## Brief:
Copy the data below character for character, leaving out the pictures.

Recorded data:
____________________

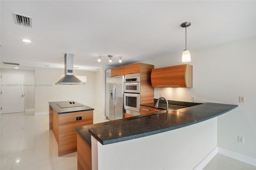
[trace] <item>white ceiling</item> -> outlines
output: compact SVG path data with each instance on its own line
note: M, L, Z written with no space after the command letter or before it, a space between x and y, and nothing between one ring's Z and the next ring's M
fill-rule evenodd
M118 66L256 35L255 1L0 1L2 62L25 69L110 65L99 55L122 56ZM14 24L12 12L32 18L32 28ZM22 41L28 39L28 43ZM177 57L178 57L177 56ZM178 56L180 57L180 56Z

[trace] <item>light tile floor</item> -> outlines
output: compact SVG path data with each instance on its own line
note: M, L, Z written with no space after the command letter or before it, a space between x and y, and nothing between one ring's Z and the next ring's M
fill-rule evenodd
M204 167L204 170L256 170L256 166L217 154Z
M48 115L26 112L2 115L1 118L0 169L77 169L76 152L58 157L57 142L49 130ZM256 170L256 167L217 154L204 169Z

____________________

## Task response:
[trace] <item>white ceiling</item> -> outlines
output: compact SVG path data with each instance on its own line
note: M, L, Z written with no space after the command letter or before it, a space between x and y, and nothing between one ring's Z and the next ring's M
fill-rule evenodd
M118 66L256 35L255 1L0 1L2 62L25 69L110 65L99 55L122 56ZM14 24L12 12L32 18L32 28ZM22 41L28 39L28 43ZM177 57L178 57L177 56ZM178 56L180 57L180 56Z

[trace] <item>light tile floor</item> -> outlines
output: compact SVG path data with each instance on its own line
note: M, L, Z written with no space after the command letter or before it, a space between x and y, and nothing between one ring's Z and the next ring's M
fill-rule evenodd
M204 167L204 170L256 170L256 166L217 154Z
M48 115L26 112L2 115L1 118L0 169L77 169L76 152L58 157L57 142L49 130ZM256 170L256 167L217 154L204 169Z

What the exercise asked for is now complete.